Задания ->
a - Ответьте по отрывку о Людовике XV на следующие вопросы:
(i) Кто объявил дамам, что король повелевает им немедленно его покинуть?
(ii) Где укрылись герцогиня де Шатору и ее сестра?
(iii) В каком экипаже уехала герцогиня, чтобы не быть узнанной населением?
b - Перескажите короче абзац отрывка о Людовике XV, начинающийся словами «Однако епископ Суассонский», сохранив его основные факты.

Текст ->

■ ■ ■ ■

Тогда Людовик XV позвал к себе Мари-Анн, поцеловал ей руку и печально сказал:
– Я думаю, нам нужно расстаться, – вздохнув при этом: – Я умираю.
Герцогиня и ее сестра отправились в прихожую, где толпились знатные царедворцы и принцы крови. Открылась дверь королевской спальни, появился епископ Суассонский и сухо объявил:
– Сударыни, король повелевает вам немедленно его покинуть.
Герцогиня де Шатору с сестрой укрылись в своем особняке. Более ничто не препятствовало исповеди короля, который заявил старшим придворным:
– Можете приступать; препятствий больше нет.
Однако епископ Суассонский на этом не остановился; по окончании исповеди он потребовал, чтобы, прежде чем причаститься, король прогнал «сожительницу» из Меца.
Это решение сообщили герцогине де Шатору, которая, чтобы не быть узнанной населением, втиснулась вместе с сестрой и несколькими верными ей дамами в наемную карету.

■ ■ ■ ■

Исходные данные ->
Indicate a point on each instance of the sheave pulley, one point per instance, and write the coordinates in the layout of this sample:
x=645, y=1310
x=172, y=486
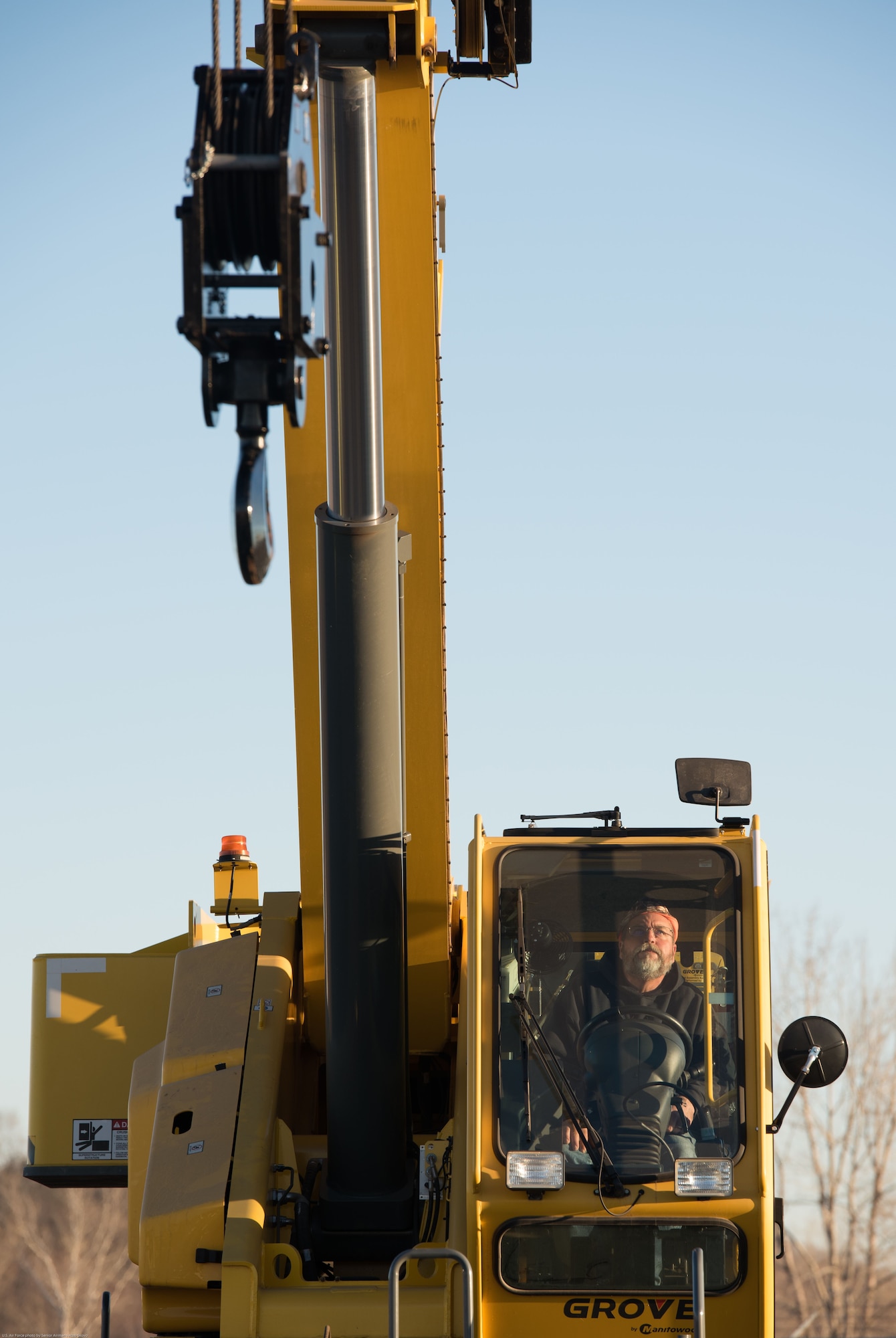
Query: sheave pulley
x=251, y=224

■ ■ ■ ■

Ответы ->
a -
(i) Епископ Суассонский.
(ii) В своем особняке.
(iii) В наемной карете.

b - После исповеди епископ Суассонский потребовал, чтобы король до причастия прогнал «сожительницу» из Меца.